§ What the task asks
Needed from the data below: every line from the one with "Target: woman's long wavy hair" up to and including the one with "Target: amber turn signal light", repeated exactly and with nothing else.

§ Source records
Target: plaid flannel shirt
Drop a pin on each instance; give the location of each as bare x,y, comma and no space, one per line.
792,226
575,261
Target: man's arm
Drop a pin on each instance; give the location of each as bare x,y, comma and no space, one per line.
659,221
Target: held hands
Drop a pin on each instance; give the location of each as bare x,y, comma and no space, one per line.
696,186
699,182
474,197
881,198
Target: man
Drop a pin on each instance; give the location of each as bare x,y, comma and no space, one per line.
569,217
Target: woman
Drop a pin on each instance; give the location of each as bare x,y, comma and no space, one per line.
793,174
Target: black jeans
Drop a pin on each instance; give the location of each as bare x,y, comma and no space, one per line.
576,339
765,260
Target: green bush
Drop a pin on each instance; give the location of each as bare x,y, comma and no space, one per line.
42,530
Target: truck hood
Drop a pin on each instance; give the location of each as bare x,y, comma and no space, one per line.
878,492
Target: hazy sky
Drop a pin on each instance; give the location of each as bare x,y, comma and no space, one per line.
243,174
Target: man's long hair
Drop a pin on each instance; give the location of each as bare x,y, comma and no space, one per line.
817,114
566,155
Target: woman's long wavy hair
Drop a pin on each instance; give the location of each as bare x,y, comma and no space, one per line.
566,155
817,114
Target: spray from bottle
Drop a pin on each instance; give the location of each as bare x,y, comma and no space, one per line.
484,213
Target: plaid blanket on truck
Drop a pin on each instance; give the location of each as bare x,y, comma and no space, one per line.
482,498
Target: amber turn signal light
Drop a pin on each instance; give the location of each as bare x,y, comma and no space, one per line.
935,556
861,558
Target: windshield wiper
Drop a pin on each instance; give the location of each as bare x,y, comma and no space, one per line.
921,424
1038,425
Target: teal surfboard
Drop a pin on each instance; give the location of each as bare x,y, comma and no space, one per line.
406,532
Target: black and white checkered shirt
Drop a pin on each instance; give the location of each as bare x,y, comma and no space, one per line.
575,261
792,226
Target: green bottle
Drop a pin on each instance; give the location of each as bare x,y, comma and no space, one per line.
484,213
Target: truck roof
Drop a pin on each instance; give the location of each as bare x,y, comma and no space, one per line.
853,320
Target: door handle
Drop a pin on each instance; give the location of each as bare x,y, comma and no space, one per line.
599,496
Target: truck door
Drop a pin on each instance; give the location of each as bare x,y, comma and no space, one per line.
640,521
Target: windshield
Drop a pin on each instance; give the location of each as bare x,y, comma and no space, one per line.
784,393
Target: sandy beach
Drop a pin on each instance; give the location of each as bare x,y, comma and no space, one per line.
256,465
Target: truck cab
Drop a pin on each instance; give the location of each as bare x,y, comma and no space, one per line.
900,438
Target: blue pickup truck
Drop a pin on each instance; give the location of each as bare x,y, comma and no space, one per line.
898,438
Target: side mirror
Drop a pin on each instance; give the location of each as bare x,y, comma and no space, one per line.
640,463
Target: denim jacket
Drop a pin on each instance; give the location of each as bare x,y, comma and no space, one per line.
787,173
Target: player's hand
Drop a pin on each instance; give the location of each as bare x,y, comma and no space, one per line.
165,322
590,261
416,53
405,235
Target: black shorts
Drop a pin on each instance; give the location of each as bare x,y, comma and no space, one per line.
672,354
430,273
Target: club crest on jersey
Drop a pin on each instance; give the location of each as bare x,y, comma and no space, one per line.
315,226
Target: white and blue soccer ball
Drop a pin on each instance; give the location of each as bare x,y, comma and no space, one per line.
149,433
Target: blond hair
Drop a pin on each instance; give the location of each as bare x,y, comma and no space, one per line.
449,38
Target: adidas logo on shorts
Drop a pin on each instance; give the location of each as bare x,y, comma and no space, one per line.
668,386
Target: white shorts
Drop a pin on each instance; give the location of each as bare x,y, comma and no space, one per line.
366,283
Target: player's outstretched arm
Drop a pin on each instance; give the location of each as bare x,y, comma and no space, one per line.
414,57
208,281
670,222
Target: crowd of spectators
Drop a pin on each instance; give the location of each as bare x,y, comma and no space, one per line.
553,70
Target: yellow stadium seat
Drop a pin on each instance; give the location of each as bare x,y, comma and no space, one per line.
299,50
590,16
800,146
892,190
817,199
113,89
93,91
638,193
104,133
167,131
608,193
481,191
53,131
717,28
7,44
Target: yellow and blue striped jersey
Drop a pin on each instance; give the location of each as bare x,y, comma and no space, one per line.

§ Finished task
Target: woman's long wavy hair
Drop a pin on each instance; give the location of each as bare x,y, comma and no space, one per line.
566,155
817,114
Target: spray from bottle
Drop a pin on each instance; give the location of each as bare x,y, comma and no space, one per line.
484,213
Target: plaid blanket on truck
Drop a pin on each instance; give the location of each as bare x,y, comma and no space, one per line.
482,498
Target: amber turn signal light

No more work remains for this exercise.